* What to produce:
Recast all the records as a numbered list with one line per item, skipping any blank lines. Leave the pictures out of the answer.

[Stored data entries]
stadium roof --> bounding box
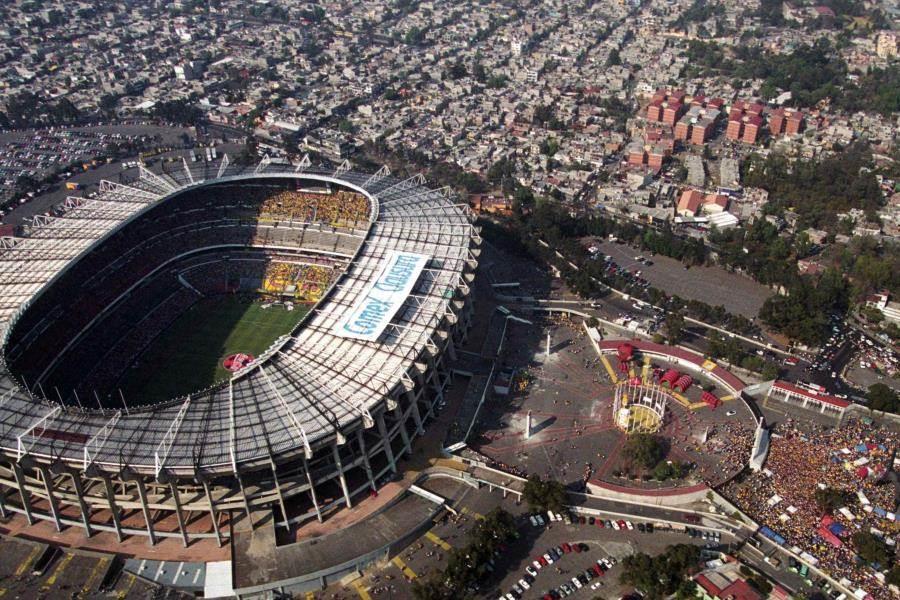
[0,157,478,473]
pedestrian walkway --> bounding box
[425,531,453,552]
[600,354,619,383]
[391,556,417,580]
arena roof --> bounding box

* Completed task:
1. stadium roof --> bounding box
2. [0,157,478,473]
3. pedestrian walkway --> bounding box
4. [425,531,453,552]
5. [600,354,619,383]
6. [391,556,417,580]
7. arena roof --> bounding box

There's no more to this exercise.